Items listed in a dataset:
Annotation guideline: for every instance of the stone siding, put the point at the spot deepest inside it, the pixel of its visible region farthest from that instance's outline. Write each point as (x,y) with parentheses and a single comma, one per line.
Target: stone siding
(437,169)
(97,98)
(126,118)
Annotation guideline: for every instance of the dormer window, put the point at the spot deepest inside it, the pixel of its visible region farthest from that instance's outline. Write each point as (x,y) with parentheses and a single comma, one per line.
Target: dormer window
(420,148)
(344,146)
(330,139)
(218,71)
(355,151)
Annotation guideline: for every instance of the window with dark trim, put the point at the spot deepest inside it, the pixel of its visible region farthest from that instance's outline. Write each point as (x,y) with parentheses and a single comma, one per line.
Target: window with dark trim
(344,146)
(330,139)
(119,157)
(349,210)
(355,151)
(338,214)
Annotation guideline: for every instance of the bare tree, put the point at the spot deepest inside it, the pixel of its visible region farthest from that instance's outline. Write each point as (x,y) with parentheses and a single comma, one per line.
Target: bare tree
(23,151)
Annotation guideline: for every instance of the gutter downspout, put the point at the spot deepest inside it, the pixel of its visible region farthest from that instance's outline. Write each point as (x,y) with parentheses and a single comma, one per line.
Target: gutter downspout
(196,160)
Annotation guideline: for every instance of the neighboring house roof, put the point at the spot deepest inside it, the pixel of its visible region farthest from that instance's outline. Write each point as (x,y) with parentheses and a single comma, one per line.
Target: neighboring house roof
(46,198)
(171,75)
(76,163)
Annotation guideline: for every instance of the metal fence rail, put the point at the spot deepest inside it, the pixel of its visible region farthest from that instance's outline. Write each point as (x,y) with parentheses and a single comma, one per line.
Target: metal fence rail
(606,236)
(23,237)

Exercise instructions:
Write out again only the lines from the one with "Target: dormer window" through the last line of the records above. Keep every word as it stands.

Problem solution:
Target: dormer window
(420,148)
(344,146)
(330,139)
(218,71)
(355,151)
Annotation guideline: for every instance of the window with dark trim, put the point at the spot deepest inside it, the pixel of its visible region farthest from that instance's outline. Write each point as (x,y) with parentheses and a single comma, one per line.
Target: window with dark trim
(344,146)
(330,139)
(119,157)
(349,210)
(355,151)
(338,214)
Annotation guideline: for every instance of the bare tree, put the point at the spot deepest inside it, the pixel of its visible region farthest from that instance's outline. Write each point as (x,y) with parentheses and a single comma, one per line.
Target: bare tree
(23,151)
Annotation guideline: for every instance of the gutter downspout, put the point at the spot deepest inside it, the pixel of its visible region farthest from that instance's outline. Write each point as (x,y) with parentheses and a single comma, one per line.
Target: gutter downspout
(196,160)
Annotation guideline: for every instance of the neighboring house roof, put the point at the spot deepest inside it, the pixel of its visible region farthest from that instance's outline. Write each point as (x,y) with parentheses and a single comma, one per line.
Target: neighboring house roof
(46,198)
(171,75)
(76,163)
Annotation guideline: for every instance of the metal fence rail, put the point at the spot deepest inside it, the pixel of its visible region farthest from that instance's outline. Write each point as (x,y) with parentheses and a single comma, one per line.
Target: metal fence rail
(606,236)
(23,237)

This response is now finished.